Maden Kanunu Değişti..
Yine Yeni Yeniden
Doç. Dr. Aynur Aydın COŞKUN
İ.Ü. Orman Fakültesi
Çevre ve Orman Hukuku Anabilim Dalı
34473 Bahçeköy İstanbul
0 212 226 17 99,
0 212 226 11 00/25394
aynur90@istanbul.edu..tr

Ülkemizde Anayasanın emredici hükmü gereğince ormanlar, mülkiyet türlerine bağlı olmaksızın Devletin denetim ve gözetimindedirler. Kamu hukuku kurallarının egemen olduğu yönetim anlayışında, Devlet mülkiyeti ve işletmeciliği esastır ancak usul ve esasları yasalarla belirlenen çerçevede, şahısların ormanlardan yararlanmasına izin veren istisnai hükümler de mevcuttur. Ana kurala aykırılık teşkil eden her konuda yaşandığı gibi, ormanlardan yararlanma usullerinin hemen hepsi üzerinde kamuoyuna da yansıyan tartışmalar yaşanmaktadır. Koruma-kullanma dengesinin çoğunlukla ormanlar aleyhine bozulduğu günümüzde, bu tür tartışmaların artarak süreceğini tahmin etmek hiç de zor değildir.
Orman alanlarında madencilik faaliyetleri yapılmasına izin veren düzenlemeler de, son dönemde bu tartışmaların başında gelmektedir. Konuyla ilgili süreçte, tüm tarafların dahil olduğu ihtilaflar yaşanmış ve sorun yargı kararlarına da konu olmuştur. Bu kararlar sonucunda, Maden Kanununun bazı maddeleri iptal edilmiş; konuyla ilgili yönetmelikler dayanaksız kalmış, sorun geçici çözümlerle aşılmaya çalışılmış ve en son gelinen noktada sıra yasal dayanağı oluşturmaya gelmiştir. Madencilik faaliyetlerinin yürütüleceği esaslar ve bu esaslara göre kamu idarelerinin vereceği kararlar konusunda ortaya çıkan belirsizlik ve yasal boşluğu doldurmayı amaçlayan "Maden Kanununda Değişiklik Yapılmasına Dair Kanun Tasarısı1" da bu süreçte 11 madde ile Meclis gündemine girmiştir. Taslak, alt komisyonlarda tartışılmış ve 23 madde olarak "Maden Kanununda ve Bazı Kanunlarda Değişiklik Yapılması Hakkında Kanun" adı altında 10 Haziran 2010 tarihinde Meclis Genel Kurulunda kabul edilmiştir. Kabulünün ardından, 24 Haziran 2010 tarih ve 27621 sayılı Resmi Gazetede yayımlanarak yürürlüğe girmiştir. Kanun, temel olarak tanımlamalara eklemeler yapmakta, madencilik faaliyetlerinde kamu yararı kararını verecek bir idari mekanizmayı ve tanımlamakta, madencilik faaliyetine konu potansiyel alanları ve buna ilişkin usul ve esasları belirlemekte ve yaptırımlarda değişiklik getirmektedir.

Yapılacak Çalışmalar ->
a - Aşağıdaki ifadelerin her biri için seçilmiş bölümle uyuşup uyuşmadığını evet veya hayır diyerek belirtin ve kararı veren sözleri bölümden aynen alıntılayın: (i) Kanun, Meclis Genel Kurulunda 10 Haziran 2010 tarihinde kabul edilmiştir. (ii) Kanun tasarısı Meclis gündemine 23 madde ile girmiştir. (iii) Anayasaya göre yalnızca Devlet mülkiyetindeki ormanlar Devletin denetim ve gözetimindedir.
b - Seçilmiş bölümde "Yine Yeni Yeniden" sözleriyle başlayıp "de zor değildir." sözlerine kadar süren kısmı olduğu gibi yazıya geçirin.
c - Seçilmiş bölüme göre kanun hangi tarihli ve sayılı Resmi Gazetede yayımlanarak yürürlüğe girmiştir?
Ardından gelen malzemeye gerek yoktur.

Satırlar ->

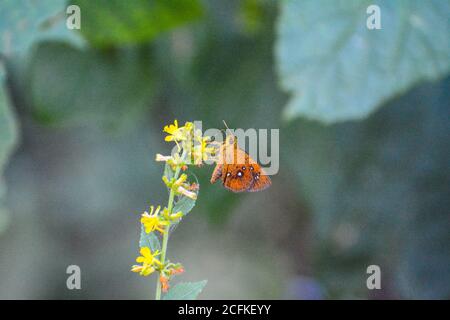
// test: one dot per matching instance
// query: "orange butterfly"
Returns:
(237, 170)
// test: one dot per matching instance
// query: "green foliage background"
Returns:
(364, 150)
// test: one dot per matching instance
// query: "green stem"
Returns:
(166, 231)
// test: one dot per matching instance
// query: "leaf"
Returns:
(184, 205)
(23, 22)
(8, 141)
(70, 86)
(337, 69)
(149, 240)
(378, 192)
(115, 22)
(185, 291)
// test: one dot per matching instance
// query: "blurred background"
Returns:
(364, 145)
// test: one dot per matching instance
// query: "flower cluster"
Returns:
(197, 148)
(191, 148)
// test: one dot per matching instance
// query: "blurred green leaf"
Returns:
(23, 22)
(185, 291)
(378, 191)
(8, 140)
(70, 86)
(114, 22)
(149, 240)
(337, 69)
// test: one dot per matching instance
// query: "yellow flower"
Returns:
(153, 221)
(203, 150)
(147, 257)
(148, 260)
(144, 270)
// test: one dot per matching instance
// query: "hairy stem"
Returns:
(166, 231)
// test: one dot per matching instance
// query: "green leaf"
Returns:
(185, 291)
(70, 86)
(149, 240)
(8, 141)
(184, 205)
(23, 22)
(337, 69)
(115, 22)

==

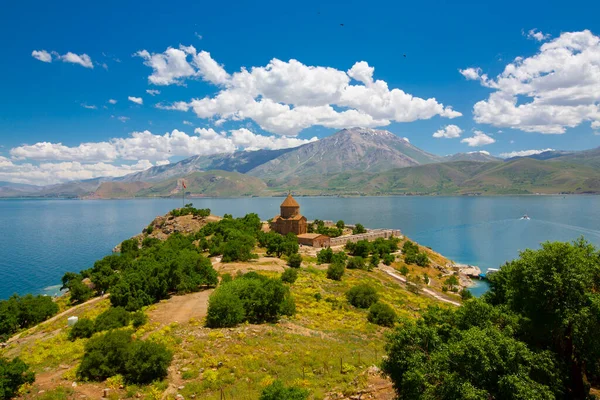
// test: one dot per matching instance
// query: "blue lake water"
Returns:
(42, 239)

---

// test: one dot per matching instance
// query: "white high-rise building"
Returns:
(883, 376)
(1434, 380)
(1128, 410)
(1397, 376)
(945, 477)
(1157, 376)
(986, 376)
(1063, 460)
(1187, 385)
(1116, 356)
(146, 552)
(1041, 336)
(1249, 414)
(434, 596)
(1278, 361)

Alıştırma Çözümleri ->
a -
(i) Evet: "10 Haziran 2010 tarihinde Meclis Genel Kurulunda kabul edilmiştir"
(ii) Hayır: "11 madde ile Meclis gündemine girmiştir"
(iii) Hayır: "mülkiyet türlerine bağlı olmaksızın Devletin denetim ve gözetimindedirler"

b -
Yine Yeni Yeniden
Doç. Dr. Aynur Aydın COŞKUN
İ.Ü. Orman Fakültesi
Çevre ve Orman Hukuku Anabilim Dalı
34473 Bahçeköy İstanbul
0 212 226 17 99,
0 212 226 11 00/25394
aynur90@istanbul.edu..tr

Ülkemizde Anayasanın emredici hükmü gereğince ormanlar, mülkiyet türlerine bağlı olmaksızın Devletin denetim ve gözetimindedirler. Kamu hukuku kurallarının egemen olduğu yönetim anlayışında, Devlet mülkiyeti ve işletmeciliği esastır ancak usul ve esasları yasalarla belirlenen çerçevede, şahısların ormanlardan yararlanmasına izin veren istisnai hükümler de mevcuttur. Ana kurala aykırılık teşkil eden her konuda yaşandığı gibi, ormanlardan yararlanma usullerinin hemen hepsi üzerinde kamuoyuna da yansıyan tartışmalar yaşanmaktadır. Koruma-kullanma dengesinin çoğunlukla ormanlar aleyhine bozulduğu günümüzde, bu tür tartışmaların artarak süreceğini tahmin etmek hiç de zor değildir.

c - 24 Haziran 2010 tarihli ve 27621 sayılı Resmi Gazetede yayımlanarak yürürlüğe girmiştir.